───── Quoted text

Optical Character Recognition (OCR) software for Linux

Updated: March 12, 2011

Here's a tricky topic. If you google for this, you won't find that many articles. There are very few good reviews and tutorials on Linux OCR. And yet, being able to scan images and convert them into text is something we all need, all the time. Many of us possess books or old documents created in the era before computers became popular or scanners even existed. Today, we'd like to commit these archives to digital form before they mold and vanish forever.

To be able to achieve something like this, you will need a fair amount of effort. Luckily, my needs parallel yours. Hence, this tutorial will save you quite a bit of time by showing you how you can relatively easily enjoy high-fidelity OCR in Linux. There are many programs that claim they can do just that, however I will focus on one only: Tesseract.

After reading a bit online, browsing through existing articles on OCR, Tesseract came as the top choice for the task at hand. It provided consistently good results, including the ability to work with all kinds of backgrounds, fonts and image distortions. Well, let me show you how you can setup and start using Tesseract.

Teaser

Get the program installed

Repositories, here we go. No worries there.

Install Tesseract

Real test scenarios

splitbrain.org did a very thorough and detailed Linux OCR Comparison, and it kind of served as the baseline for my own work here. In fact, I used some of the images Andreas used in his own article, so I could have a control group.

──────────
───── Data rows

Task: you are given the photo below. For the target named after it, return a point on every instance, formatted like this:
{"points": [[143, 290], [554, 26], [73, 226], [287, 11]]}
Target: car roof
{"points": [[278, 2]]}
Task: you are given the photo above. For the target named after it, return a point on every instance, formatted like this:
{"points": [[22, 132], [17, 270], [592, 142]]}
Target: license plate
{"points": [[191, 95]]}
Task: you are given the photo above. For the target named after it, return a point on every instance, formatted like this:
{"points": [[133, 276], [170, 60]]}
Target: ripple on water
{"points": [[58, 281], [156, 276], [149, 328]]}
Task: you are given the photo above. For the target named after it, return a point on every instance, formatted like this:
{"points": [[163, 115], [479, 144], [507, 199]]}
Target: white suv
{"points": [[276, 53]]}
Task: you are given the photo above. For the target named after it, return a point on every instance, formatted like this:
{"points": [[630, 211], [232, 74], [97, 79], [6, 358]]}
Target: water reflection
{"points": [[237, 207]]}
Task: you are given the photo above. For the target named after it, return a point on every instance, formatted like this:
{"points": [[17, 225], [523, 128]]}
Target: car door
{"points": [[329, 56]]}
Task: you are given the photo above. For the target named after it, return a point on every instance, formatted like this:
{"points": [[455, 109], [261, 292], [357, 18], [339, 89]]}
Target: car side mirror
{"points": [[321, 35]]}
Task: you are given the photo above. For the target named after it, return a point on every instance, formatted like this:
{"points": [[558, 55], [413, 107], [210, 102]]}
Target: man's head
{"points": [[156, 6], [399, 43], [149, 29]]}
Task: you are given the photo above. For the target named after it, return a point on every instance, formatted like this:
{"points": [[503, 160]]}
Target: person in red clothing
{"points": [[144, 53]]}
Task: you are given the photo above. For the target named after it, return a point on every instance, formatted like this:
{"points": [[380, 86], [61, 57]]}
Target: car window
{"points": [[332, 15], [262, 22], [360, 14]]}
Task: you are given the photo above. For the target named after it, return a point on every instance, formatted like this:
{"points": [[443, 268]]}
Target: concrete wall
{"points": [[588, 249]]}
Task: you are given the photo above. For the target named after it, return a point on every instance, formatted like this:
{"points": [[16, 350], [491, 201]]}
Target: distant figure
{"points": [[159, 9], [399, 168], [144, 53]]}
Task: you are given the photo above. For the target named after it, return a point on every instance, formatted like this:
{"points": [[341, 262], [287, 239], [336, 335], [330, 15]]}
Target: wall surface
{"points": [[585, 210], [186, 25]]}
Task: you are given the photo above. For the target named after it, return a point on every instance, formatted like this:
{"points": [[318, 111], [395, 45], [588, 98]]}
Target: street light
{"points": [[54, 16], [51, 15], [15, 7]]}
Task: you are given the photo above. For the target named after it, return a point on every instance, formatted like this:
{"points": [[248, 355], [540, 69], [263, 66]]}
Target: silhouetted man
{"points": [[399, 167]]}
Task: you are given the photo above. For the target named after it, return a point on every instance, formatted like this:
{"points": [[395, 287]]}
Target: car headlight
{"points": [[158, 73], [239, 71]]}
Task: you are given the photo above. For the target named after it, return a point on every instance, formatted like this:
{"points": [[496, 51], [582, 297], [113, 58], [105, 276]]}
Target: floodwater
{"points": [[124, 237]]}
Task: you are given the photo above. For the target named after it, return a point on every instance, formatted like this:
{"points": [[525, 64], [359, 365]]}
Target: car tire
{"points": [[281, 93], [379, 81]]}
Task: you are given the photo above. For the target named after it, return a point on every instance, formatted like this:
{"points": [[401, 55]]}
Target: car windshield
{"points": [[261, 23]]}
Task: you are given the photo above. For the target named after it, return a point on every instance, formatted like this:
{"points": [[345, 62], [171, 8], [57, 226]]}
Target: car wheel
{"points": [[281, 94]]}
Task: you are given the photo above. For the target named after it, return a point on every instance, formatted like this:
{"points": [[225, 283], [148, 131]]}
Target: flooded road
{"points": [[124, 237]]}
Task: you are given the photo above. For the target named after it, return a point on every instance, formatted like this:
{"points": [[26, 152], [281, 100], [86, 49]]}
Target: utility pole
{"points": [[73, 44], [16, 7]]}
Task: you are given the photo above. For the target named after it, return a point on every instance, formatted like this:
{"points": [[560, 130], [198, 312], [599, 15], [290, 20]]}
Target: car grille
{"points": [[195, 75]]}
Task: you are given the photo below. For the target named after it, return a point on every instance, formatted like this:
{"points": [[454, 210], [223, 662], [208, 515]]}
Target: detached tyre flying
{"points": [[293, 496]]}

──────────
───── Data rows

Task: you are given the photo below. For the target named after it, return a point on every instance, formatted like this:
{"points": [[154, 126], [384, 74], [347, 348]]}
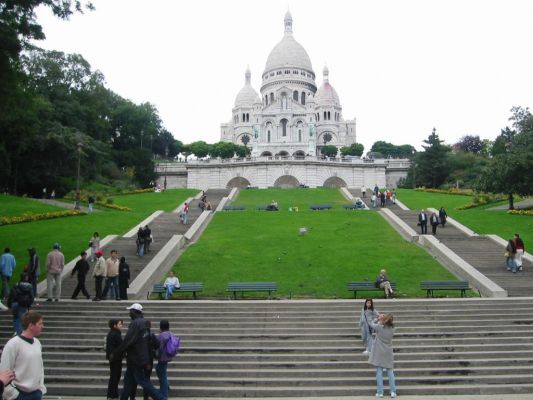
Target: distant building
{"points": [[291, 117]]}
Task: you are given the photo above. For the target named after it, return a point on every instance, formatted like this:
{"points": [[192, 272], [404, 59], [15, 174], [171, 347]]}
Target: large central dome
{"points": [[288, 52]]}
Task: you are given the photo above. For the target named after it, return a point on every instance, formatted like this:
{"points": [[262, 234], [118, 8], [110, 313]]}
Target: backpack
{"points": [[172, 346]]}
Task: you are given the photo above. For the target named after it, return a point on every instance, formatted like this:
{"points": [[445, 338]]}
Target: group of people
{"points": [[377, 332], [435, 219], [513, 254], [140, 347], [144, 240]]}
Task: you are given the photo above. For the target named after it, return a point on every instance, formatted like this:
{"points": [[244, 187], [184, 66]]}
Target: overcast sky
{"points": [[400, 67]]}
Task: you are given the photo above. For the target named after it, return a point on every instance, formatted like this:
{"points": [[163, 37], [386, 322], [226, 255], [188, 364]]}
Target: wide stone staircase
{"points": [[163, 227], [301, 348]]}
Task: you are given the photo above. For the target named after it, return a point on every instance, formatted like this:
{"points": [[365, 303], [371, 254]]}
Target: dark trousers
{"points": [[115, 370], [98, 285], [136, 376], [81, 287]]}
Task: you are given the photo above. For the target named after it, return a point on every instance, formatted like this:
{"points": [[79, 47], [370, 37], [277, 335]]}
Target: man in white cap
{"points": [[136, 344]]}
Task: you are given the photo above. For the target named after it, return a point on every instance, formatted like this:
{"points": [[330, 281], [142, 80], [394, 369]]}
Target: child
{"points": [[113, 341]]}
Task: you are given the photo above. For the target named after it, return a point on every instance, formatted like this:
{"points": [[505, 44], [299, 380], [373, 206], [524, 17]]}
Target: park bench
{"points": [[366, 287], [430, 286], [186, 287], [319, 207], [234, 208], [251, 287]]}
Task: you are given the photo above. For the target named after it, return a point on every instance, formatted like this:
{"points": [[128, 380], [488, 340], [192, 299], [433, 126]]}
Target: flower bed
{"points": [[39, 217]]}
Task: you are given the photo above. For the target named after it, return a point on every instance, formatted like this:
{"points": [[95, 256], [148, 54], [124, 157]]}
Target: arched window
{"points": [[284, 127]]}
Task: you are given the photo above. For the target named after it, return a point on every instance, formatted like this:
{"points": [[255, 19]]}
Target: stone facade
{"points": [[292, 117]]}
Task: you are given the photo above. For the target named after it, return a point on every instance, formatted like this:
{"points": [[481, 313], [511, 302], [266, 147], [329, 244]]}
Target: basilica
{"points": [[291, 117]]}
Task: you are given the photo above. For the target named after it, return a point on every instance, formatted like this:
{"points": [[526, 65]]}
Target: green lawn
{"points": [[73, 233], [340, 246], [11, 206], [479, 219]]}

──────────

### The task
Continue the tutorial on OCR software for Linux, starting after its last sentence, which ends "so I could have a control group."

### Expected output
The control images are all 300dpi, in .png format:

courier-black-300.png (23.8KB, Andreas' image)

justy-black-300.png (29.6KB, Andreas' image)

courier-black-300-rot.png (14.7KB, above courier-font image, randomly rotated)

Tesseract requirements

The program is easy to use and you can even skip the training, which is intended to teach the software how to recognize tricky characters. However, it requires that you use TIF images as your input, indexed at 256 colors. Worry not, I'll show you how you can achieve this.

My own converted images are in TIF format, indexed, 256 colors:

courier-black-300.tif (392KB)

justy-black-300.tif (392KB)

courier-black-300-300-rot.tif (392KB)

Now, let's see what happens if you run Tesseract against a wrong file:

Error bpp

The error says: check_legal_image_size:Error:Only 1,2,4,5,6,8 bpp are supported:32

Sounds crazy and geeky. This has nothing to do with the image size, but the color depth, in fact. Tesseract requires indexes images with no more than 256 colors. A similar error would have occurred if you tried to run against a non-TIF file.

All right, so we need: a) TIF files b) indexed 256-color files. How do we change our scan images, in .png format (or any other) into what we need? Let me show you.

Convert images to 256-color indexed TIF files

OK, load your file in GIMP (you will need it for this task here).

Change Image mode

Go Image > Mode > Indexes, set Generate Optimum Palette, number of colors: 256.

Indexed image

Remove transparency

One more trick before we do Save As. Then, go to Layer > Transparency > Remove Alpha Channel. This will remove transparency, because TIF images cannot have transparency. If you have multiple layers, merge them down, then remove transparency.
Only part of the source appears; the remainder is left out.